### GIVEN TASK
Show every line of the rows below that contains the word "knit", matching case.

★ ★ ★ ★ ★

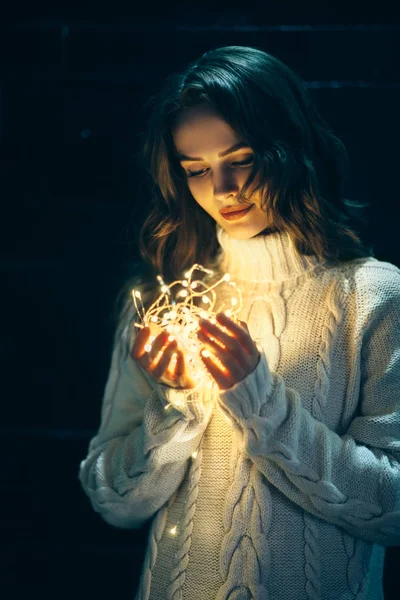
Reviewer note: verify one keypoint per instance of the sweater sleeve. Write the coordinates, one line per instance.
(350, 480)
(139, 455)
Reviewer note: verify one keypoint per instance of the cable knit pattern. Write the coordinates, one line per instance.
(156, 532)
(174, 591)
(296, 489)
(244, 551)
(324, 363)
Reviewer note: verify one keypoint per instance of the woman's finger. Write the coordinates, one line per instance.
(157, 369)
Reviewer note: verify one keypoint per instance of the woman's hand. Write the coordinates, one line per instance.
(234, 348)
(157, 362)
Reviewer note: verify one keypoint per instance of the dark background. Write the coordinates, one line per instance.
(73, 84)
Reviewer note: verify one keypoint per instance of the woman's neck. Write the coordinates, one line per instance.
(270, 256)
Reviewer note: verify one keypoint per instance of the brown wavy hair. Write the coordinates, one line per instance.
(302, 165)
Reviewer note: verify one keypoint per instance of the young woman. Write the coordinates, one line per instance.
(287, 485)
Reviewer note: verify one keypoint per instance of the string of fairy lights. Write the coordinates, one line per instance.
(177, 310)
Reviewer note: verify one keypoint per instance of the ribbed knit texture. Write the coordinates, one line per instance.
(295, 489)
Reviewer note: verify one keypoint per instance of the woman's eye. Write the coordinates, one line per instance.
(243, 163)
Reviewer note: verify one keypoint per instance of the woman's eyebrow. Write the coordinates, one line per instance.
(237, 146)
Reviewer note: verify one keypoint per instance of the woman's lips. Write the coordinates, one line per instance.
(233, 216)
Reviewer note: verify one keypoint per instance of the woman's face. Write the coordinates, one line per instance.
(215, 176)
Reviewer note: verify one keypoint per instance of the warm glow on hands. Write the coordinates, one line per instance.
(230, 354)
(179, 316)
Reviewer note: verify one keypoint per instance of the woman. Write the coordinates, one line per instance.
(287, 485)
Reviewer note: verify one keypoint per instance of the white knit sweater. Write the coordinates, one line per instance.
(295, 490)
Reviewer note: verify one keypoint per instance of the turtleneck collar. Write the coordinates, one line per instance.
(270, 257)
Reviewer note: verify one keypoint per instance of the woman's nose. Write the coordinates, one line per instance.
(225, 185)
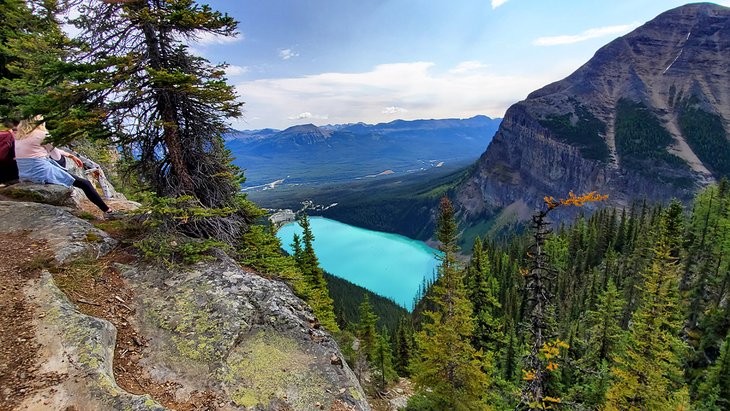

★ ★ ★ ★ ★

### EXERCISE RESULT
Reviewer note: verify one keypoint per instance of the cable knit pattern. Write the coordinates, one line per instance.
Reviewer note: verify one keypoint per instance of the ribbed knit texture. Write the coordinates, one line per instance.
Reviewer note: verify one keypoint per instance of the white knit sweater. Write the coordinates, one line per instance.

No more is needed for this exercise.